Tarefa 1: No texto sobre o FC Porto, porque é que o que o clube conseguiu é apresentado como um verdadeiro «case study»? Responda em uma a três frases.
Tarefa 2:
Responda às perguntas seguintes sobre o texto acerca do FC Porto:
(a) Em que período, segundo o texto, o FC Porto fez «mais, bem mais do que isso»?
(b) Quantas vezes o FC Porto foi campeão europeu?
(c) De que organização o FC Porto foi fundador?
Tarefa 3: Prossiga o texto sobre o FC Porto a partir da última frase apresentada.

Texto para análise:
·····
Mas, nos últimos vinte anos, o FC Porto fez mais, bem mais do que isso: transformou-se no único clube português de dimensão internacional, duas vezes campeão europeu e campeão do mundo, segundo clube com mais presenças na Champions, fundador do G-14, onde sediavam os maiores da Europa, conhecido no mundo inteiro e com os seus principais jogadores cobiçados todos os anos pelos potentados europeus. Atendendo à dimensão crítica do nosso futebol, o que o FC Porto conseguiu é um verdadeiro «case study»: não conheço nenhuma empresa portuguesa que tenha adquirido uma dimensão além-fronteiras comparavel à do FC Porto. Que outra empresa portuguesa já foi considerada a melhor da Europa ou a melhor do mundo no seu ramo de negócio? Que outra levou o nome de Portugal aos confins do planeta, como o FC Porto o fez e faz?
·····
Material listado:
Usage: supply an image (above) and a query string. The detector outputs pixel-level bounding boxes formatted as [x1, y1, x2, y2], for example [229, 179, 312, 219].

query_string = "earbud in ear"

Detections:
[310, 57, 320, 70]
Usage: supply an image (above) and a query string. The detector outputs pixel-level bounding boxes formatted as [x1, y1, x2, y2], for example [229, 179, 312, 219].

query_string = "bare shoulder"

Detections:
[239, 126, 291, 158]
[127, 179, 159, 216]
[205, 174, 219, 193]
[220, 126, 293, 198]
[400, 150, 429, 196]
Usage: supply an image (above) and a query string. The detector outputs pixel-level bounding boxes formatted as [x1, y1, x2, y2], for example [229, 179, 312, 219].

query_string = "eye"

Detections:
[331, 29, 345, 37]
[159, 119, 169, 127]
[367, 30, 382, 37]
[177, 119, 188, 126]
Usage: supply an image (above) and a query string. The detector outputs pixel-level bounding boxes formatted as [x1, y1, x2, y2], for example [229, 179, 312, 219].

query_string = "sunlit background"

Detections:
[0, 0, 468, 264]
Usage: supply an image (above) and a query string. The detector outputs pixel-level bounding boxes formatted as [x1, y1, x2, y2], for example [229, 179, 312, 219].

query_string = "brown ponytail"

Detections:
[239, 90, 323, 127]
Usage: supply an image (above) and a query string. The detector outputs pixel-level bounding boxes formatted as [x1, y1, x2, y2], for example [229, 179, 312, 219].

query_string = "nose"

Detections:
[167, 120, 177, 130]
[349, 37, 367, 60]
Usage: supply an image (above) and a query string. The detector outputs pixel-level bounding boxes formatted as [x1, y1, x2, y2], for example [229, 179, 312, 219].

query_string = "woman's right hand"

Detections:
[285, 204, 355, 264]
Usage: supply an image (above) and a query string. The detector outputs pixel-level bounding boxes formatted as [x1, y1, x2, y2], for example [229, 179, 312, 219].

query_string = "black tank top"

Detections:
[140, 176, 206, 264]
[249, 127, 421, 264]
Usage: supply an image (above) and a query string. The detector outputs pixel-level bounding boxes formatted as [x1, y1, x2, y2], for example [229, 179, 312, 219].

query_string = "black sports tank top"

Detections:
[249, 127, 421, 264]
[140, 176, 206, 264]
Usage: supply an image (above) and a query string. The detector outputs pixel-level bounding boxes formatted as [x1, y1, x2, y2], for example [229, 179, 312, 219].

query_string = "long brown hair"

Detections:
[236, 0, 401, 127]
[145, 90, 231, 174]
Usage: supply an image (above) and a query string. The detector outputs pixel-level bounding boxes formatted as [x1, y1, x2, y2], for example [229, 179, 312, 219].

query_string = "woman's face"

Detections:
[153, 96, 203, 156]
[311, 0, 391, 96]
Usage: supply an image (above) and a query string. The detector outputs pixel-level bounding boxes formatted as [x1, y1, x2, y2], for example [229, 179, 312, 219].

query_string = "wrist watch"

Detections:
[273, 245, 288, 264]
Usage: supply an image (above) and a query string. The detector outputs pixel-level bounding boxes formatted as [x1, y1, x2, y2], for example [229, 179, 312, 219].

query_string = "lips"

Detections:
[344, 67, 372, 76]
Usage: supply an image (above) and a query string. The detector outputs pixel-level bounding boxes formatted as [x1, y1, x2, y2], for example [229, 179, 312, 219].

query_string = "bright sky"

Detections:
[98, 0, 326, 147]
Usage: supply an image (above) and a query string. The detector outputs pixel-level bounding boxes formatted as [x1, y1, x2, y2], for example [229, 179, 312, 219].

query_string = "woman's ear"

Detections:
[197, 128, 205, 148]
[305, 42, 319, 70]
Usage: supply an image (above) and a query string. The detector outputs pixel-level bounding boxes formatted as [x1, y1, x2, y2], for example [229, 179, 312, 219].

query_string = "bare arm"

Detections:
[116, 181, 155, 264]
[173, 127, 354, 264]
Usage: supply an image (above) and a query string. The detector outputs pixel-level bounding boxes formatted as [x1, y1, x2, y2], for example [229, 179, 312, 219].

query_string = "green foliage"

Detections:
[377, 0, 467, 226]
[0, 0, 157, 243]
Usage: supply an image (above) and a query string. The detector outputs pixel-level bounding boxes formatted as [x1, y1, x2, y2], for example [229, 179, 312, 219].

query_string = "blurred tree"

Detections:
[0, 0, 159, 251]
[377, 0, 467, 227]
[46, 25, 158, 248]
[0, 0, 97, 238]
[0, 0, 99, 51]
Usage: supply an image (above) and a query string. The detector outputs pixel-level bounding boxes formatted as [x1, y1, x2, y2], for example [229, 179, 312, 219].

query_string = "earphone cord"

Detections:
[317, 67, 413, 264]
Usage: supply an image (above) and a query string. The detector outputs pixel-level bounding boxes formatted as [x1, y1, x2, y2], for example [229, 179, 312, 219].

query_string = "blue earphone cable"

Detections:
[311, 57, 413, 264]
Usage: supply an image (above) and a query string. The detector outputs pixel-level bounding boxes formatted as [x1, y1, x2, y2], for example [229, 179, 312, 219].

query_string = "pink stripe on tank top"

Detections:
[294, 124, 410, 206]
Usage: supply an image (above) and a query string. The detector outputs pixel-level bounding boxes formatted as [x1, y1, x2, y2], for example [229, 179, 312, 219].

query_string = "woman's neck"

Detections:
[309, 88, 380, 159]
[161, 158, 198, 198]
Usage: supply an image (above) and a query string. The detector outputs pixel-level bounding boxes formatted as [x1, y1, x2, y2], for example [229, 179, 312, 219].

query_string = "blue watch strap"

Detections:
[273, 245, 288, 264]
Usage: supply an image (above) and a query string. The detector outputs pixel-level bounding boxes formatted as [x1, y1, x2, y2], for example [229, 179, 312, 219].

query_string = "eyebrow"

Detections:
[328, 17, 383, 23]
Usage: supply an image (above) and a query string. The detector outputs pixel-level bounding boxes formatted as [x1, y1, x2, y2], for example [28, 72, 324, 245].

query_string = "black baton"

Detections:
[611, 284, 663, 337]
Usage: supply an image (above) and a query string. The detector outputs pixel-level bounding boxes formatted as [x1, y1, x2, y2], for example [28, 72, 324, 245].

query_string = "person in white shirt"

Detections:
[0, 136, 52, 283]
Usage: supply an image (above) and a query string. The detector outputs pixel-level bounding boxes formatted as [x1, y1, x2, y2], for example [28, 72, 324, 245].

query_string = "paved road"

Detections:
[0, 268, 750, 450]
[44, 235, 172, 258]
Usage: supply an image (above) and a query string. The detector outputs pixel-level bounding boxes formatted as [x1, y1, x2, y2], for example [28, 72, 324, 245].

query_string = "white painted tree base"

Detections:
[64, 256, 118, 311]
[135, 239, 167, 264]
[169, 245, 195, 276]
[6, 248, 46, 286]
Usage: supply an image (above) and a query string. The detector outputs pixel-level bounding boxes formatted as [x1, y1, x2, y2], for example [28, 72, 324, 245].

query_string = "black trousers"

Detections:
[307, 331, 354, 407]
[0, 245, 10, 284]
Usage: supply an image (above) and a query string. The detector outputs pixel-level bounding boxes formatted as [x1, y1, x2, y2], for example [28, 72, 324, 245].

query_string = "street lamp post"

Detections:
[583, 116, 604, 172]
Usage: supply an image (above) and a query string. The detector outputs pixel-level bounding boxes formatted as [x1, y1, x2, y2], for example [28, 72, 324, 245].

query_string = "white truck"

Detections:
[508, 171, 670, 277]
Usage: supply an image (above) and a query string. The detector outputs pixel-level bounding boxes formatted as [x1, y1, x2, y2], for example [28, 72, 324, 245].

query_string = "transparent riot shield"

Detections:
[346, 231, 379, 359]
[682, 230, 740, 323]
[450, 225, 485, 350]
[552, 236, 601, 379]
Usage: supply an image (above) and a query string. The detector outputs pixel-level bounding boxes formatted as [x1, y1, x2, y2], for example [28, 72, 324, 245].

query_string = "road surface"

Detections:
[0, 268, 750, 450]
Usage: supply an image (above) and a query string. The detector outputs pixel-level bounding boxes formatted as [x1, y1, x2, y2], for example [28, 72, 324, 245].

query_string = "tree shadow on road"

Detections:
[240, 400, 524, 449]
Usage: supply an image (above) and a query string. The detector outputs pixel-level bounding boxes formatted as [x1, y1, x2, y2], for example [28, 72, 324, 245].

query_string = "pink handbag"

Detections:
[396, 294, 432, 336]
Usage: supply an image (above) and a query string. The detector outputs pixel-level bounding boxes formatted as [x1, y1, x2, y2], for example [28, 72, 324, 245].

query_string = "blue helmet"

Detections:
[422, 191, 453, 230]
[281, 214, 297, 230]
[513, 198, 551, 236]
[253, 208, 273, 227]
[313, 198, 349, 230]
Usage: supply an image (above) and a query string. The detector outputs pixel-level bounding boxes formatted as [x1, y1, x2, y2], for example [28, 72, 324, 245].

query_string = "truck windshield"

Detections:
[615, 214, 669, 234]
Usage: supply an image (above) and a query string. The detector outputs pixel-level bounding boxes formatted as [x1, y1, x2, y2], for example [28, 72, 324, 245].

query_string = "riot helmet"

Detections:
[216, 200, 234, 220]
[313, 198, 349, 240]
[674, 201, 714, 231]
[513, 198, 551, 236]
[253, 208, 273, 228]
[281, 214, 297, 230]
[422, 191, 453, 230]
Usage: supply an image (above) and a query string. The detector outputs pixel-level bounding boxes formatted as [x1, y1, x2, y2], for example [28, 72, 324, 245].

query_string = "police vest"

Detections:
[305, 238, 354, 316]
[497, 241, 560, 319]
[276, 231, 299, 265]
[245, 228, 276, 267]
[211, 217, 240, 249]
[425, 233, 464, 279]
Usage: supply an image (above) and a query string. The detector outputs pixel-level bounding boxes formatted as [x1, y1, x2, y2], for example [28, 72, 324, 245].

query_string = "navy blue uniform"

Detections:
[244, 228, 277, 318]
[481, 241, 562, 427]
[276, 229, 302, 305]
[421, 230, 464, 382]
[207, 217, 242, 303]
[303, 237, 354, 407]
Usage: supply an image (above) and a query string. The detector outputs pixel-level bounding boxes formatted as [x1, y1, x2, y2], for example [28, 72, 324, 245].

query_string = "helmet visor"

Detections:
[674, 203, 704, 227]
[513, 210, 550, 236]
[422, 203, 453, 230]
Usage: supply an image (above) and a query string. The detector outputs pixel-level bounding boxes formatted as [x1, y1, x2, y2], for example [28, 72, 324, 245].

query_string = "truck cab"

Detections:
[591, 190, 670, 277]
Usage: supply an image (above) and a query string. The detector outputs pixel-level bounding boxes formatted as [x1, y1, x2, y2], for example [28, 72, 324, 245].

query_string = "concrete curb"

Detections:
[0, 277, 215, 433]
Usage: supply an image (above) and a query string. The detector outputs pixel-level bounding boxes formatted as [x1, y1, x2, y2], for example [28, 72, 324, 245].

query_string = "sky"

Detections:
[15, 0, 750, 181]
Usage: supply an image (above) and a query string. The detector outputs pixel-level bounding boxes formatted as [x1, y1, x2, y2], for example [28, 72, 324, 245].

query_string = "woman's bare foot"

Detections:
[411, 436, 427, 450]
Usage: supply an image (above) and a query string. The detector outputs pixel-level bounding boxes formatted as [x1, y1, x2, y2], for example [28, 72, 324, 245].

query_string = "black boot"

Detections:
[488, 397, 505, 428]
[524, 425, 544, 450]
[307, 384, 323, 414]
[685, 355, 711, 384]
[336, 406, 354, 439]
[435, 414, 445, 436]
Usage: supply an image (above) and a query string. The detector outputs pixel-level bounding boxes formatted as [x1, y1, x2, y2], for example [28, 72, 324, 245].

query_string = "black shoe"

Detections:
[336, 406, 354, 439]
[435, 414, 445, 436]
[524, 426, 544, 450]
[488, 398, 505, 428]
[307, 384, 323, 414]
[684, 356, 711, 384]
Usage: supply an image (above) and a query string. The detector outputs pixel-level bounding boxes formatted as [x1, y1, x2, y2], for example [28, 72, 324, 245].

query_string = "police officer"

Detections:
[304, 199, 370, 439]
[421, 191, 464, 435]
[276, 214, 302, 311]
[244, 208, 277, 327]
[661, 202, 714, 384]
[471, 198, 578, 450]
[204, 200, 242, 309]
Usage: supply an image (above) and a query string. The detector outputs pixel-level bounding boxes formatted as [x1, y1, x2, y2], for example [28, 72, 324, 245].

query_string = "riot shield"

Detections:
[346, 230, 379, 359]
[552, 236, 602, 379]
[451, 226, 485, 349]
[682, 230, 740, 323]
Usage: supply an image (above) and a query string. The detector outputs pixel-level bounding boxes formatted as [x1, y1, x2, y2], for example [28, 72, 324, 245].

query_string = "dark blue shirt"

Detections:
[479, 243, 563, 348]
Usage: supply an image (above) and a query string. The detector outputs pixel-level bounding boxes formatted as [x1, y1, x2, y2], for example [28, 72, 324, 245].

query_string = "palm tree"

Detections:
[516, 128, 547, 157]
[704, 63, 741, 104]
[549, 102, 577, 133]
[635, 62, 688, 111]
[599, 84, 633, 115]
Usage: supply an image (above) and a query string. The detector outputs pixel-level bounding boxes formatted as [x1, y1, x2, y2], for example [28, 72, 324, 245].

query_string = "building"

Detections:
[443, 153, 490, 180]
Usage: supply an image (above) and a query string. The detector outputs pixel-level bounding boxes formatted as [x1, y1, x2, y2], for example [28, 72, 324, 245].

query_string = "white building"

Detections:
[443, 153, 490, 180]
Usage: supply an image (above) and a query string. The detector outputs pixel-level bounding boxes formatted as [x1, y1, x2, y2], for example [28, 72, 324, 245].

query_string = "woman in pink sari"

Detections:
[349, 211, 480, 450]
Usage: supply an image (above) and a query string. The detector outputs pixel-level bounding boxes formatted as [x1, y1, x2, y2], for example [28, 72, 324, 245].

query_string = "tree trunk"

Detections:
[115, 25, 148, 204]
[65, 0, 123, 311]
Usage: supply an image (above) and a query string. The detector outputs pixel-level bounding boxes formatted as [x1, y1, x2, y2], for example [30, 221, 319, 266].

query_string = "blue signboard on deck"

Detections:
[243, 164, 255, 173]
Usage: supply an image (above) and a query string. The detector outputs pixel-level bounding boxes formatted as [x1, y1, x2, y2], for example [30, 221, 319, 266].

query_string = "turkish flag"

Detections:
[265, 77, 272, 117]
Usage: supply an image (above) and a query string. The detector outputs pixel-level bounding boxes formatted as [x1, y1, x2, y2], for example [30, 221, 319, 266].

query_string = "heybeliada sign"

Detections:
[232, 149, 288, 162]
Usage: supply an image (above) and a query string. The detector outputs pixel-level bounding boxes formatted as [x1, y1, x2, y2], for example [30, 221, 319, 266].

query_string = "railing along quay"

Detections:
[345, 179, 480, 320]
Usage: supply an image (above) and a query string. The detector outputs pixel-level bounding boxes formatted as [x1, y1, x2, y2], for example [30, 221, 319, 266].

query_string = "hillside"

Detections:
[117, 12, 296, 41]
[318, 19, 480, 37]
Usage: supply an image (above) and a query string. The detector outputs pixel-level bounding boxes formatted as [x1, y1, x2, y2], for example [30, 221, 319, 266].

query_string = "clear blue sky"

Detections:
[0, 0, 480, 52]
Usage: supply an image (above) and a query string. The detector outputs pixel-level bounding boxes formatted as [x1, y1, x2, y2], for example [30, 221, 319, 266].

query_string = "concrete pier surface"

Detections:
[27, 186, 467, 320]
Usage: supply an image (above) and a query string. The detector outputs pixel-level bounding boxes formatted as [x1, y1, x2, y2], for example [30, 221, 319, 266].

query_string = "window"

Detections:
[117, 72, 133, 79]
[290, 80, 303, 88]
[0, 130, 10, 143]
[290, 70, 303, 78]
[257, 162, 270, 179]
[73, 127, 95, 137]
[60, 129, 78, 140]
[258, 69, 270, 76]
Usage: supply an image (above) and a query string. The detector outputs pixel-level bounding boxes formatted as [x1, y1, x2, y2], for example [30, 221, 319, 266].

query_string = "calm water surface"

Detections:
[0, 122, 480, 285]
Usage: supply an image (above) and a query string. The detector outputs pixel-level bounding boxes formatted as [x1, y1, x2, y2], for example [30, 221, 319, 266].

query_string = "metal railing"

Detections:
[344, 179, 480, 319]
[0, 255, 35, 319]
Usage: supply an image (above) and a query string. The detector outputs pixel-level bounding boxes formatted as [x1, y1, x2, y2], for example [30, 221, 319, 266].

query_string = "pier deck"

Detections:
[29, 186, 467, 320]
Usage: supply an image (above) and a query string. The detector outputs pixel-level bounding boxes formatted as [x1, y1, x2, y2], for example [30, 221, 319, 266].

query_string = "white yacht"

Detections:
·····
Resposta final 1: Porque, atendendo à dimensão crítica do futebol português, o FC Porto tornou-se o único clube português de dimensão internacional. Quem escreve afirma não conhecer nenhuma empresa portuguesa que tenha adquirido uma dimensão além-fronteiras comparável à do clube.

Resposta final 2:
(a) Nos últimos vinte anos.
(b) Duas vezes.
(c) Do G-14.

Resposta final 3:
Não ver isto, insistir em que tudo foi conseguido pela «pequenez» ou «conflitualidade» (ou por batota, como diz o disco rachado dos rivais vencidos) ou é cegueira em adiantado estado ou é má-fé. Não querer perceber que um êxito continuado só acontece a quem é melhor no planeamento, na organização, no profissionalismo e na motivação, a quem tem como filosofia de vida um grau de exigência e de competitividade acima dos demais, é uma caracteristica bem portuguesa. O sucesso que se destaca é sempre muito mal visto pelo comum dos portugueses e a reacção habitual não é a de tentar perceber as razões do sucesso e imitá-las, mas sim tentar destruí-lo, insinuando razões obscuras para o triunfo. Desde Alfarrobeira que essa é a nossa história. E a razão do nosso atraso sem remédio.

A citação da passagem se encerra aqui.